Work request = Excerpt from the entries below: please repeat exactly the lines from the one containing "of the fluorescent" through the last one, both ends included, with no pictures.

Raw data =

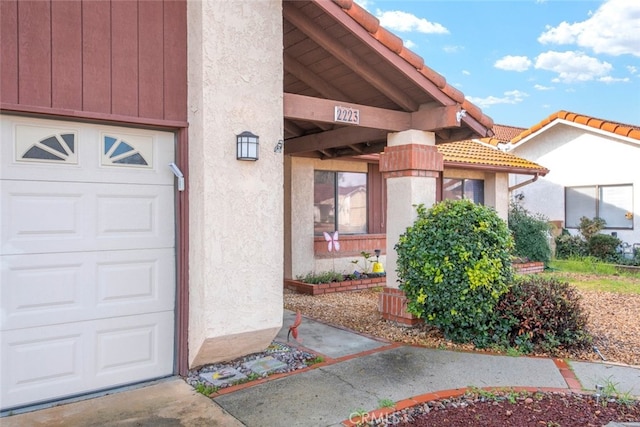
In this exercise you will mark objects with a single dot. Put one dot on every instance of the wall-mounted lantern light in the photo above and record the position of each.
(247, 146)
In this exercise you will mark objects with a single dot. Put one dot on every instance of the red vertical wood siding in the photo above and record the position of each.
(34, 53)
(66, 49)
(124, 58)
(377, 196)
(96, 56)
(9, 51)
(175, 60)
(120, 58)
(151, 46)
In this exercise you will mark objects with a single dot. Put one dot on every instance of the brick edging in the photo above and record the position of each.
(327, 288)
(573, 386)
(379, 414)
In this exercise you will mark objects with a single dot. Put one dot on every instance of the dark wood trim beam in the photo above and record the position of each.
(307, 108)
(326, 89)
(292, 128)
(435, 118)
(346, 55)
(332, 139)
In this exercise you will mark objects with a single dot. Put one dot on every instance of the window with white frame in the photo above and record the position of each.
(340, 202)
(613, 203)
(456, 189)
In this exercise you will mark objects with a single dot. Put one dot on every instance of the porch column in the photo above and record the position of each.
(411, 164)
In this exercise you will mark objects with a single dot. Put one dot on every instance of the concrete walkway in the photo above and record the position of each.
(358, 373)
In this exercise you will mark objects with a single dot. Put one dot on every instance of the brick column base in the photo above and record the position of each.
(393, 306)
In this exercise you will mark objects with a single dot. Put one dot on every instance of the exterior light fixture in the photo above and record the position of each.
(247, 146)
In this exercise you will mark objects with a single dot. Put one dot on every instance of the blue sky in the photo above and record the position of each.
(522, 60)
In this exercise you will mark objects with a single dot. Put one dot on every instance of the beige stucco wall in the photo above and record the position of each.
(235, 207)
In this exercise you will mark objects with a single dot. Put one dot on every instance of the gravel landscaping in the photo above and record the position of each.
(614, 321)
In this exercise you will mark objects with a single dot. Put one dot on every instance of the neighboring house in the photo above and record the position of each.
(594, 172)
(136, 241)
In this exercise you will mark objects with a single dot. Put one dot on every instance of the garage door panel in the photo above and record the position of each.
(45, 363)
(38, 364)
(87, 257)
(40, 217)
(40, 290)
(134, 217)
(32, 216)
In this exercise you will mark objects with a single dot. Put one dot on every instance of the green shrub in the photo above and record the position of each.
(530, 233)
(590, 227)
(568, 246)
(603, 247)
(540, 312)
(454, 263)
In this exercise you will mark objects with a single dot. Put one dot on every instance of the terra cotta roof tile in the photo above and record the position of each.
(469, 152)
(621, 129)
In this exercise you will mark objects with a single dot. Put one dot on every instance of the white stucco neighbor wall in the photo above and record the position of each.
(235, 207)
(578, 155)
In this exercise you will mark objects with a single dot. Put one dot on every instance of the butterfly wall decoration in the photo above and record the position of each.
(333, 240)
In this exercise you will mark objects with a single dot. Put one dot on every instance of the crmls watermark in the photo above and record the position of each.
(375, 420)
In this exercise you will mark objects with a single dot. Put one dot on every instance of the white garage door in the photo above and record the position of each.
(87, 254)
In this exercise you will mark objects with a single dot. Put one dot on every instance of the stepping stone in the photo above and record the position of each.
(223, 376)
(264, 365)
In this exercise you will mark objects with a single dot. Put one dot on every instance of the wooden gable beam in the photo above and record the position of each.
(300, 107)
(332, 139)
(432, 118)
(302, 73)
(347, 57)
(392, 58)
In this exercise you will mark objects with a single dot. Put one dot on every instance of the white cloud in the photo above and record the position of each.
(510, 97)
(365, 4)
(406, 22)
(513, 63)
(452, 49)
(609, 79)
(572, 67)
(612, 29)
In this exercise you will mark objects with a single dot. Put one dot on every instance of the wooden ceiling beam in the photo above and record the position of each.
(331, 139)
(347, 57)
(434, 118)
(307, 108)
(326, 89)
(292, 128)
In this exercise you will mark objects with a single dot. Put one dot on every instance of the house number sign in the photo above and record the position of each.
(346, 115)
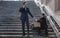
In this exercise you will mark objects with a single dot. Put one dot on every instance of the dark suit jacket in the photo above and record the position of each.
(24, 13)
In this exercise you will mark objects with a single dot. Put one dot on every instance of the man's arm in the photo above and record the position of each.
(30, 13)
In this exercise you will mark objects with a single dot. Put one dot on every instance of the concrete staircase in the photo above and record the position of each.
(10, 24)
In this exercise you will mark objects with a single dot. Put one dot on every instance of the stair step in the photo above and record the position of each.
(15, 35)
(51, 33)
(52, 36)
(14, 29)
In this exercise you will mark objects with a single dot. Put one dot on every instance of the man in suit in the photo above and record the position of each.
(24, 17)
(43, 25)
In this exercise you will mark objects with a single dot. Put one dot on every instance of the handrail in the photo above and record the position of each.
(49, 17)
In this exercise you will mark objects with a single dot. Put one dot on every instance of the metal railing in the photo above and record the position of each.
(50, 18)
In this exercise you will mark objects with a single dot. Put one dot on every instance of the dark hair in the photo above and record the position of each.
(24, 3)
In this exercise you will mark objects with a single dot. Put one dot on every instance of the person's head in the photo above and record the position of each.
(25, 4)
(43, 15)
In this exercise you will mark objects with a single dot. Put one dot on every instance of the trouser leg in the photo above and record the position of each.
(23, 27)
(39, 30)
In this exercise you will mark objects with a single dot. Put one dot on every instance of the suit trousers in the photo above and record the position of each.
(25, 22)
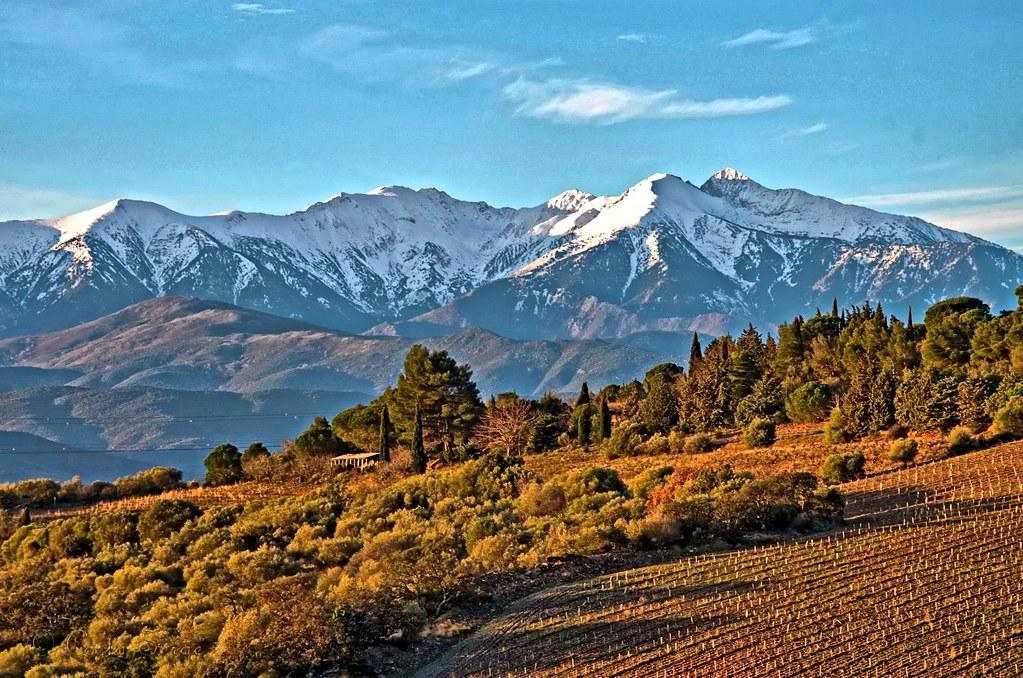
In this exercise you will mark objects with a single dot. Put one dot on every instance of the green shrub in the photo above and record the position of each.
(843, 467)
(164, 517)
(896, 432)
(759, 433)
(1009, 419)
(624, 441)
(656, 444)
(836, 431)
(642, 485)
(808, 403)
(903, 451)
(16, 661)
(699, 443)
(961, 441)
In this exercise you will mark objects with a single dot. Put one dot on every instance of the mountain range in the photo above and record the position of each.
(664, 256)
(132, 334)
(164, 380)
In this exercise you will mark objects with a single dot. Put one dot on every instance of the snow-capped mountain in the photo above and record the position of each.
(664, 255)
(346, 263)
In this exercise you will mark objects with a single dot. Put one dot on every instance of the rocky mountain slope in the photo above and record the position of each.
(664, 256)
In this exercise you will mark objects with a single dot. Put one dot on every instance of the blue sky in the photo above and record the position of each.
(206, 105)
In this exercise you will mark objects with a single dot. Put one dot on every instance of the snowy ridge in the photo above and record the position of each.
(663, 247)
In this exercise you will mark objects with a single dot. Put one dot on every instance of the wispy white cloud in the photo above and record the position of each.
(774, 39)
(461, 70)
(943, 195)
(372, 53)
(567, 100)
(31, 202)
(999, 221)
(808, 131)
(93, 40)
(260, 8)
(940, 164)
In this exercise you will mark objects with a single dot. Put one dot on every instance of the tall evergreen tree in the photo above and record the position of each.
(418, 449)
(584, 423)
(696, 352)
(385, 435)
(604, 431)
(443, 392)
(660, 408)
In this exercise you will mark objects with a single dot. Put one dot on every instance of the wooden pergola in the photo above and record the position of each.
(361, 460)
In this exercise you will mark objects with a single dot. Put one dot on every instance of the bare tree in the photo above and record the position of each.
(507, 425)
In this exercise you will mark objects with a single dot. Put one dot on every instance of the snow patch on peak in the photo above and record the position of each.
(570, 200)
(76, 225)
(729, 174)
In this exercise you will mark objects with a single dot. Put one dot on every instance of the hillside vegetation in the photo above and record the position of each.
(756, 441)
(923, 583)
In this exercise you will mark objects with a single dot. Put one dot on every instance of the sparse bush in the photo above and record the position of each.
(699, 443)
(961, 441)
(16, 661)
(896, 432)
(843, 467)
(656, 444)
(624, 441)
(1009, 419)
(836, 431)
(643, 484)
(809, 402)
(759, 433)
(902, 451)
(164, 517)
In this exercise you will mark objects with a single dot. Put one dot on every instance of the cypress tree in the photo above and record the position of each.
(385, 442)
(605, 432)
(584, 424)
(418, 450)
(696, 352)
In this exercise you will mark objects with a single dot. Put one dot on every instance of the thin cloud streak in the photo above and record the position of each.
(566, 100)
(1003, 221)
(260, 8)
(943, 195)
(29, 202)
(773, 39)
(808, 131)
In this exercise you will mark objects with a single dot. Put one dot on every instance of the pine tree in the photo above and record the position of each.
(418, 450)
(747, 363)
(660, 408)
(385, 439)
(443, 392)
(696, 352)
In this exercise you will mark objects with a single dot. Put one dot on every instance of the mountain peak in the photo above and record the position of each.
(729, 174)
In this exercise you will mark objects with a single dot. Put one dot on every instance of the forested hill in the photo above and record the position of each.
(363, 570)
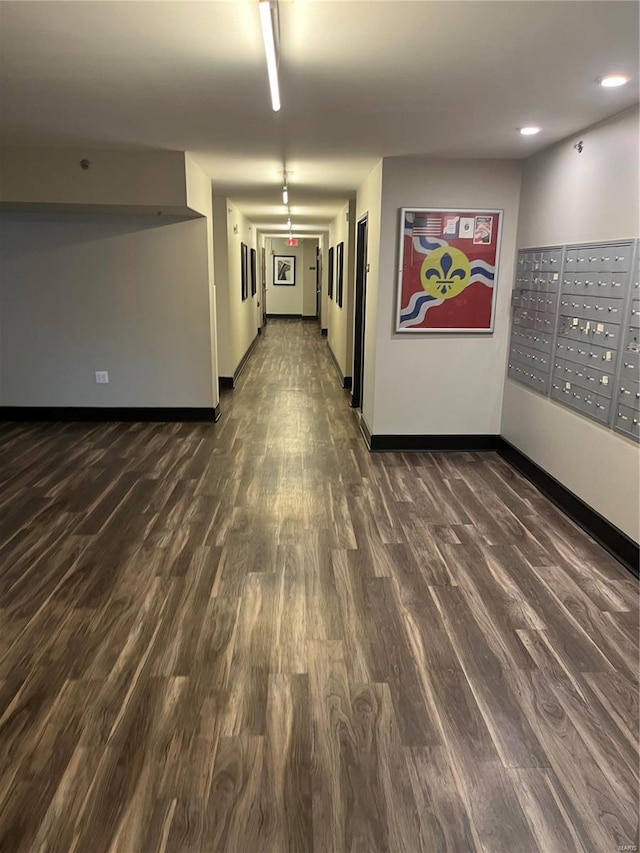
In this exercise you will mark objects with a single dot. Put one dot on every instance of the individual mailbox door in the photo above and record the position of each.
(628, 420)
(634, 315)
(621, 258)
(571, 261)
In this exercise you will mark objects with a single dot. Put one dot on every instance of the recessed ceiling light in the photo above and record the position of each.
(613, 80)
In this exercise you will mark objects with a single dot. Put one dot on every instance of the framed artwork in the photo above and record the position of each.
(448, 270)
(330, 273)
(254, 273)
(284, 270)
(339, 273)
(243, 271)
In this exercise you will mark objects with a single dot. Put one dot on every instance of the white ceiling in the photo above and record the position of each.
(359, 80)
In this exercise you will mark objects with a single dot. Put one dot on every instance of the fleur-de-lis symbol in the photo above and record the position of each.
(445, 277)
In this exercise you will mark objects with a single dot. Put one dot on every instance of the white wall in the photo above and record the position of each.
(284, 299)
(569, 197)
(441, 384)
(369, 202)
(119, 178)
(309, 246)
(237, 319)
(324, 298)
(200, 198)
(82, 293)
(340, 319)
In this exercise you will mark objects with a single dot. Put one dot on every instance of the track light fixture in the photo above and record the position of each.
(266, 22)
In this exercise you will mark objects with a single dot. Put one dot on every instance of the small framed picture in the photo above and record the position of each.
(284, 270)
(254, 273)
(330, 268)
(244, 271)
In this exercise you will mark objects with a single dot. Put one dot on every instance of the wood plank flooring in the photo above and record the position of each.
(256, 636)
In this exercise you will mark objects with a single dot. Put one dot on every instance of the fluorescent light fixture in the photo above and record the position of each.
(613, 80)
(270, 52)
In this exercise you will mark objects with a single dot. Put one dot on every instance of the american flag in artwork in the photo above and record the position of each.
(426, 226)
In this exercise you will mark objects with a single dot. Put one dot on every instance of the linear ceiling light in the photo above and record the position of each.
(611, 81)
(266, 22)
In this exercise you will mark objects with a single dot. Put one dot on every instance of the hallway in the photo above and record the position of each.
(257, 636)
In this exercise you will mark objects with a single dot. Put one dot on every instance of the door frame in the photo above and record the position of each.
(362, 268)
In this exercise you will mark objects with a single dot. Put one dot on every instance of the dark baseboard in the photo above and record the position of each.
(343, 379)
(433, 443)
(231, 381)
(612, 539)
(285, 317)
(109, 414)
(364, 429)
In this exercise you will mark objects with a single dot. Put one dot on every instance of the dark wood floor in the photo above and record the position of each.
(256, 636)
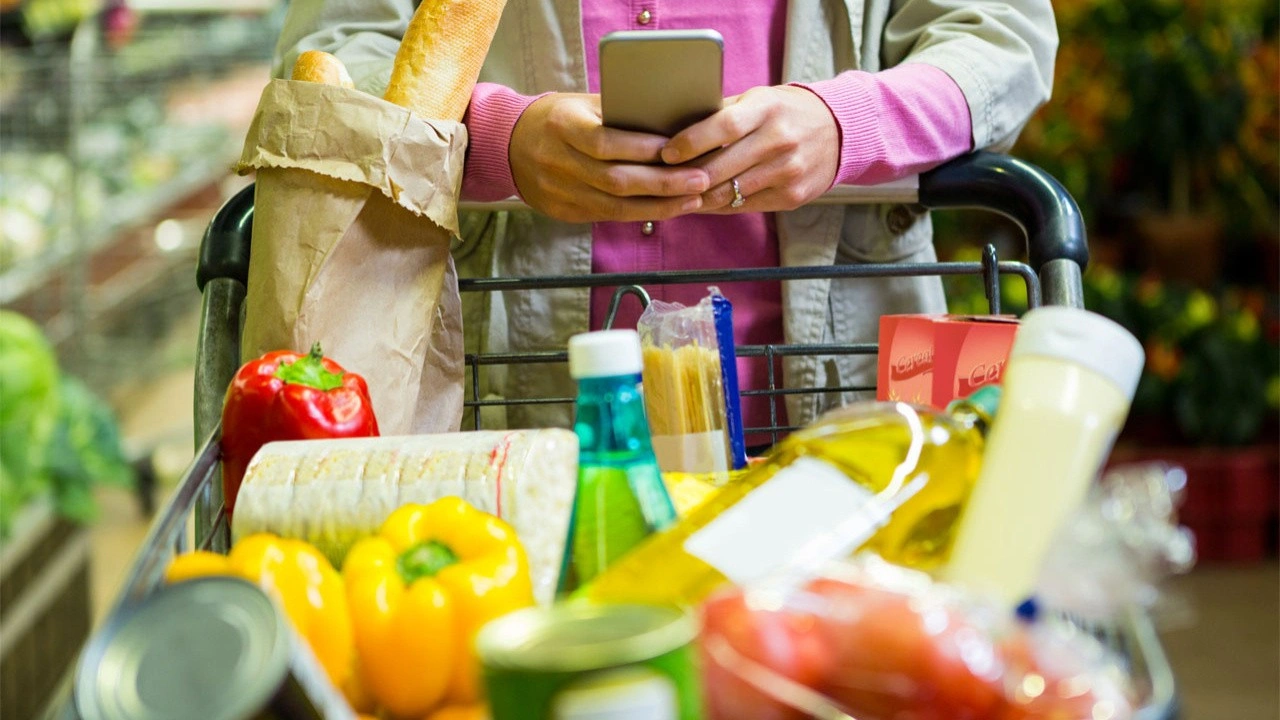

Solution =
In this exercise you will mark objects with a single dot. Put one dot on every instance of the fluorescent light fixture in the photo above and record the position of each.
(613, 80)
(270, 52)
In this exercise you will mark objects with a single dot. Put one dot on every instance of the american flag in artwork in the photo above and record the position of each.
(426, 226)
In this exercise you will mark objects with a single dot. Put one dot on every instance of the linear ceiling light in the photo above and record the position of each.
(611, 81)
(266, 22)
In this exercise you will mark objects with a single dot. Put one dot on every instance of the hallway in the photo above and record the position of each.
(257, 636)
In this exercise you will mark objects with a single dot. Put one dot on every instance of the door frame in the photo above and record the position of each.
(362, 268)
In this exercise you will mark objects with a single dot. Put one dot on every instance of the dark baseboard in the photo above and record the position of each.
(343, 379)
(433, 443)
(231, 381)
(612, 539)
(285, 317)
(109, 414)
(364, 429)
In this exercise you will mark objects with a single dot. Put one dot on every instance of the dark wood floor in the photo above and record the position of each.
(256, 636)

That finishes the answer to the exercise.